ИСХОДНЫЙ ОТРЫВОК:
┌──

Когда машина остановилась возле посольства, я стоял па противоположной стороне улицы.

Английское правительство сделало публичное заявление о Цицероне только шесть лет спустя после выхода книги Мойзиша „Операция „Цицерон““, когда этот вопрос был поднят в парламенте.

Сам сэр Хью сделал только одно публичное заявление по поводу операции „Цицерон“. Он согласился, что в книге в основном все изложено правильно, и сказал, что вся эта история или, по крайней мере, та ее часть, которая имеет значение, продолжалась около шести недель. Спустя несколько дней после того, как все стало известно, они положили этому конец. Камердинера звали Эльяс. Сэр Хью никак не мог вспомнить мою фамилию: он был уверен, что камердинера тщательно проверили, прежде чем приняли на работу в посольство. Сэр Хью полагал, что камердинер работал где-то в посольстве до того, как пришел к нему. Вскоре этот человек был уволен. Он исчез, и никто не знает его дальнейшей судьбы.

Но это не совсем так. Я не исчез. Когда сэр Хью уезжал из посольства, он мог видеть меня стоящим на тротуаре. Когда машина подъехала к подъезду, он появился в дверях. И даже в эти минуты он хорошо владел собой.

Разве его уход из посольства был лучше моего? Я вышел в дверь для слуг, а он — через парадную дверь. Я сам нес свой чемодан, а он не должен был беспокоиться о своем багаже. Я пошел пешком, а он тихо уехал на своей большой машине.

└──

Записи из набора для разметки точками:

┌──

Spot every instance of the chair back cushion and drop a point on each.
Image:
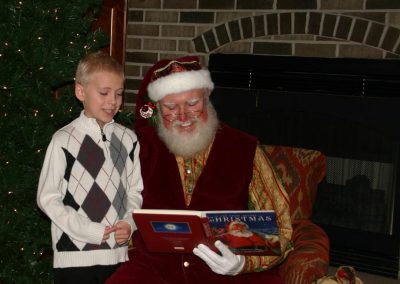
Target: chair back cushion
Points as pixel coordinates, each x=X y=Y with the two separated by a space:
x=301 y=170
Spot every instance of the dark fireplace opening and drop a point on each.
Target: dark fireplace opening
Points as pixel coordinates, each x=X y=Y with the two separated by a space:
x=349 y=109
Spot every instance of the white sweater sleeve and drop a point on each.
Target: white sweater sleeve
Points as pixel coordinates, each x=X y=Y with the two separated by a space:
x=50 y=196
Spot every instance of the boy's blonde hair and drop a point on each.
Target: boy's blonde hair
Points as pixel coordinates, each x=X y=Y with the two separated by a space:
x=96 y=62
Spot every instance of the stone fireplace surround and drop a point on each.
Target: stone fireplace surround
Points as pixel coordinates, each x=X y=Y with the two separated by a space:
x=312 y=28
x=345 y=108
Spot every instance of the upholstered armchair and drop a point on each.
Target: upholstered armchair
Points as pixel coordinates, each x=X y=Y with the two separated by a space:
x=301 y=170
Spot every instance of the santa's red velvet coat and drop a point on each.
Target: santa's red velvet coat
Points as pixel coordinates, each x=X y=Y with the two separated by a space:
x=223 y=185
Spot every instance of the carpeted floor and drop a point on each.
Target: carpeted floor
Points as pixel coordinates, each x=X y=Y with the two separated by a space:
x=369 y=278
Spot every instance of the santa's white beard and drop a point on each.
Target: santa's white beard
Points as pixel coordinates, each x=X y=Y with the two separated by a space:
x=186 y=144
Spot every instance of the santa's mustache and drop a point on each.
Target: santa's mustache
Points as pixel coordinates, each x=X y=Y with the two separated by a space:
x=184 y=123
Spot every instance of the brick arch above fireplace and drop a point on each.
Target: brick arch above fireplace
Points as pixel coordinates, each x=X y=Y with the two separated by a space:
x=336 y=26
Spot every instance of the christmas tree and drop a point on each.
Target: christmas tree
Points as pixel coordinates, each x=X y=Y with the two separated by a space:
x=41 y=42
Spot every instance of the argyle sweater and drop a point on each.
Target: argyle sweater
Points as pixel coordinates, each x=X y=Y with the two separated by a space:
x=90 y=179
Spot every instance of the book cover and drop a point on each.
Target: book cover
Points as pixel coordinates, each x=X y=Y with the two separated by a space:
x=244 y=232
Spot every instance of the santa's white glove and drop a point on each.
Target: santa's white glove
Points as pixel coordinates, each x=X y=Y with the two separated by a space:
x=227 y=264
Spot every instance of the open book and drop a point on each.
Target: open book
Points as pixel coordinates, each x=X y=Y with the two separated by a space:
x=244 y=232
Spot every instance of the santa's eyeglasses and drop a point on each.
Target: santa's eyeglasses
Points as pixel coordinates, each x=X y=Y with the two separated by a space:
x=191 y=109
x=171 y=117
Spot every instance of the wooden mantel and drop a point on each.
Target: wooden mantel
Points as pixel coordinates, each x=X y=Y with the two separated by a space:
x=112 y=21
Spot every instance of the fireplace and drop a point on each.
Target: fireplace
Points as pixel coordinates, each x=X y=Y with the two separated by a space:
x=349 y=109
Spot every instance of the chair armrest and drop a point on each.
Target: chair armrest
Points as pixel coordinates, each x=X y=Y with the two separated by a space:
x=310 y=258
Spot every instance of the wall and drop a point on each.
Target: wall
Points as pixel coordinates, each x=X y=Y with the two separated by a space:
x=325 y=28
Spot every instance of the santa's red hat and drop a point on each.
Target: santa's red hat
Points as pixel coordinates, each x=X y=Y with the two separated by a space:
x=166 y=77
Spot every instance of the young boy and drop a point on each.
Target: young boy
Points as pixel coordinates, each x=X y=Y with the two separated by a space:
x=91 y=179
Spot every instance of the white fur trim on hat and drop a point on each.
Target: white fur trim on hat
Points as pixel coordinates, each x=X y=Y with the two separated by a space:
x=179 y=82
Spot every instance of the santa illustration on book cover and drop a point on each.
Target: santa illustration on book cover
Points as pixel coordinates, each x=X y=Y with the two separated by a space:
x=248 y=237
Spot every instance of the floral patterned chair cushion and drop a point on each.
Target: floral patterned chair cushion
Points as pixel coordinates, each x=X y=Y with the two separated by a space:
x=301 y=170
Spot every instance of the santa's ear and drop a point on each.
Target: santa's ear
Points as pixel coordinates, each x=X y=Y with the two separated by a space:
x=79 y=92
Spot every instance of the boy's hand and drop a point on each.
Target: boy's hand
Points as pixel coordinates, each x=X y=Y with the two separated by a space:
x=122 y=232
x=107 y=231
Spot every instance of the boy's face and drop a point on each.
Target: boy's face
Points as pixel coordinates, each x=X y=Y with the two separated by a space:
x=101 y=96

└──

ЧТО НУЖНО СДЕЛАТЬ:
(1) Процитируйте целиком и без изменений отрывок об операции «Цицерон».
(2) Выведите без изменений записи с самого начала до строки с «x=186 y=144», включая эту строку. Картинки в ответ не добавляйте.

РЕЗУЛЬТАТЫ ЗАДАНИЙ:
(1)
Когда машина остановилась возле посольства, я стоял па противоположной стороне улицы.

Английское правительство сделало публичное заявление о Цицероне только шесть лет спустя после выхода книги Мойзиша „Операция „Цицерон““, когда этот вопрос был поднят в парламенте.

Сам сэр Хью сделал только одно публичное заявление по поводу операции „Цицерон“. Он согласился, что в книге в основном все изложено правильно, и сказал, что вся эта история или, по крайней мере, та ее часть, которая имеет значение, продолжалась около шести недель. Спустя несколько дней после того, как все стало известно, они положили этому конец. Камердинера звали Эльяс. Сэр Хью никак не мог вспомнить мою фамилию: он был уверен, что камердинера тщательно проверили, прежде чем приняли на работу в посольство. Сэр Хью полагал, что камердинер работал где-то в посольстве до того, как пришел к нему. Вскоре этот человек был уволен. Он исчез, и никто не знает его дальнейшей судьбы.

Но это не совсем так. Я не исчез. Когда сэр Хью уезжал из посольства, он мог видеть меня стоящим на тротуаре. Когда машина подъехала к подъезду, он появился в дверях. И даже в эти минуты он хорошо владел собой.

Разве его уход из посольства был лучше моего? Я вышел в дверь для слуг, а он — через парадную дверь. Я сам нес свой чемодан, а он не должен был беспокоиться о своем багаже. Я пошел пешком, а он тихо уехал на своей большой машине.

(2)
Spot every instance of the chair back cushion and drop a point on each.
Image:
Target: chair back cushion
Points as pixel coordinates, each x=X y=Y with the two separated by a space:
x=301 y=170
Spot every instance of the dark fireplace opening and drop a point on each.
Target: dark fireplace opening
Points as pixel coordinates, each x=X y=Y with the two separated by a space:
x=349 y=109
Spot every instance of the white sweater sleeve and drop a point on each.
Target: white sweater sleeve
Points as pixel coordinates, each x=X y=Y with the two separated by a space:
x=50 y=196
Spot every instance of the boy's blonde hair and drop a point on each.
Target: boy's blonde hair
Points as pixel coordinates, each x=X y=Y with the two separated by a space:
x=96 y=62
Spot every instance of the stone fireplace surround and drop a point on each.
Target: stone fireplace surround
Points as pixel coordinates, each x=X y=Y with the two separated by a space:
x=312 y=28
x=345 y=108
Spot every instance of the upholstered armchair and drop a point on each.
Target: upholstered armchair
Points as pixel coordinates, each x=X y=Y with the two separated by a space:
x=301 y=170
Spot every instance of the santa's red velvet coat and drop a point on each.
Target: santa's red velvet coat
Points as pixel coordinates, each x=X y=Y with the two separated by a space:
x=223 y=185
Spot every instance of the carpeted floor and drop a point on each.
Target: carpeted floor
Points as pixel coordinates, each x=X y=Y with the two separated by a space:
x=369 y=278
Spot every instance of the santa's white beard and drop a point on each.
Target: santa's white beard
Points as pixel coordinates, each x=X y=Y with the two separated by a space:
x=186 y=144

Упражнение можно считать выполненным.